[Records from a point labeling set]
════════════════════
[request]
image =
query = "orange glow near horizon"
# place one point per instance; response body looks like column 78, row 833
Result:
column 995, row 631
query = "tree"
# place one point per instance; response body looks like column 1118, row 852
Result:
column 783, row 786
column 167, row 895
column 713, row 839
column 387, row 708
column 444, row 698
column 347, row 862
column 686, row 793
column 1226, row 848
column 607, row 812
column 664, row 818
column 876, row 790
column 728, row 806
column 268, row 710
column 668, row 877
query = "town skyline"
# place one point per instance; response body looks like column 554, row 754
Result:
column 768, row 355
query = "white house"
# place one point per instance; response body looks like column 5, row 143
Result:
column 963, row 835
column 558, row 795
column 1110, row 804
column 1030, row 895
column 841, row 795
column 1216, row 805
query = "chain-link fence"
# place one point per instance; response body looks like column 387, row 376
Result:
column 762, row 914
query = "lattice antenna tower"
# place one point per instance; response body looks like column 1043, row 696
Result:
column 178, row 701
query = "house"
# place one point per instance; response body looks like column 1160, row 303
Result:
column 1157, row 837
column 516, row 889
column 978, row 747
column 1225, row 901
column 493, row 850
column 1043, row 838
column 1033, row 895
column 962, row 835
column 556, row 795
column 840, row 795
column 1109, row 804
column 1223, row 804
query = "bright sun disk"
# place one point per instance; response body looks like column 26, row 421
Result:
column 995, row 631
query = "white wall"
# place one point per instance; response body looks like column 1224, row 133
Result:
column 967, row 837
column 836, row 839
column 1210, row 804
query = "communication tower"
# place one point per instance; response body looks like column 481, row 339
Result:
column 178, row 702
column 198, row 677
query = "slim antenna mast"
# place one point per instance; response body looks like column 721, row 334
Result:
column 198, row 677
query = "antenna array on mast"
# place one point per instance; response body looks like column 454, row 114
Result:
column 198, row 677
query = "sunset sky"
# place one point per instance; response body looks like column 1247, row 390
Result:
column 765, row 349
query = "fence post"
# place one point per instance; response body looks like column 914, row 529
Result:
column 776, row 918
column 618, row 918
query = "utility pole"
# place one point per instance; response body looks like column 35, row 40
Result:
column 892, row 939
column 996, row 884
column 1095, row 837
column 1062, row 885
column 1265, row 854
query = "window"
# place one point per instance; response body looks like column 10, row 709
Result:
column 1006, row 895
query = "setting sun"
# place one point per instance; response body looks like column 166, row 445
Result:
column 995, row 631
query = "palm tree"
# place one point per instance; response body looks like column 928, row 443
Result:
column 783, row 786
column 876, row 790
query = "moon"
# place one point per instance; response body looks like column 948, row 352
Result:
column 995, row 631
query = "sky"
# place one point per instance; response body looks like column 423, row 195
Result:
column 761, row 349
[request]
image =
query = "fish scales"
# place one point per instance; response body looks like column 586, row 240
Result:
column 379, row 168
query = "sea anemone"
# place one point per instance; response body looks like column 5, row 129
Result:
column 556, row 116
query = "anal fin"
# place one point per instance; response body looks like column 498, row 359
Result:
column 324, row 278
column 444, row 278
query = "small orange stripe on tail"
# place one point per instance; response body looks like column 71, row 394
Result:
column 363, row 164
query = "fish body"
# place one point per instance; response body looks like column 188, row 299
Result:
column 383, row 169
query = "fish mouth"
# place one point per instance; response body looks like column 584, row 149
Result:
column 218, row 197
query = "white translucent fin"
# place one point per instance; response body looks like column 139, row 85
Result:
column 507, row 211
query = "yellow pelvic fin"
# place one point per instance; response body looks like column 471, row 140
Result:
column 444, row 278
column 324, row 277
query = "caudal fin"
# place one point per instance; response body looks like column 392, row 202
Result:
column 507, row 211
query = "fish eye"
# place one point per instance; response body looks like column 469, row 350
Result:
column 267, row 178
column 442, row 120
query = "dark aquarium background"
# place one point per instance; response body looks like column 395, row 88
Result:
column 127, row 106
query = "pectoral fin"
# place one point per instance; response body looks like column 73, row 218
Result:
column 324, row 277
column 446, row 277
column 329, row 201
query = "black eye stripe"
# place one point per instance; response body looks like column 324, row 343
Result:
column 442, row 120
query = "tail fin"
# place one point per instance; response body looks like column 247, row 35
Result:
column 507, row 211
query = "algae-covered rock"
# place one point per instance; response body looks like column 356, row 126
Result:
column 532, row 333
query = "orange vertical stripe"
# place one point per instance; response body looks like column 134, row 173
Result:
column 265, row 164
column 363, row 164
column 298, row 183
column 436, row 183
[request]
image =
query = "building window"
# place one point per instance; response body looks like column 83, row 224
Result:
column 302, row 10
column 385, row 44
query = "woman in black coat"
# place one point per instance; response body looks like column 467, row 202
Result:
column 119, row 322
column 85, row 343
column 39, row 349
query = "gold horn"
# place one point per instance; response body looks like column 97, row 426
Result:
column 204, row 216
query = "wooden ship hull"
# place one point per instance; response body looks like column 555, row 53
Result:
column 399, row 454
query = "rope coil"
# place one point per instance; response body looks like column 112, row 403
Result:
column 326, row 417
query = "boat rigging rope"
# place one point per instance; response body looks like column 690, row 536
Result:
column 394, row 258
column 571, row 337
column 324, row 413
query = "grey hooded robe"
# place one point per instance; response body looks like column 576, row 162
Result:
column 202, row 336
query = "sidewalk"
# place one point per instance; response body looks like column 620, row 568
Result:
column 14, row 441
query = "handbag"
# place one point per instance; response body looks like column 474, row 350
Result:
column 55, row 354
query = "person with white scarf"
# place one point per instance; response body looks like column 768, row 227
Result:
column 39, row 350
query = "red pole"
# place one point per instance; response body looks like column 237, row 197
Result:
════════════════════
#### What is required
Gather every line of the items that holds the string "tail".

#### Exercise response
query = "small orange stripe on tail"
query = "tail fin"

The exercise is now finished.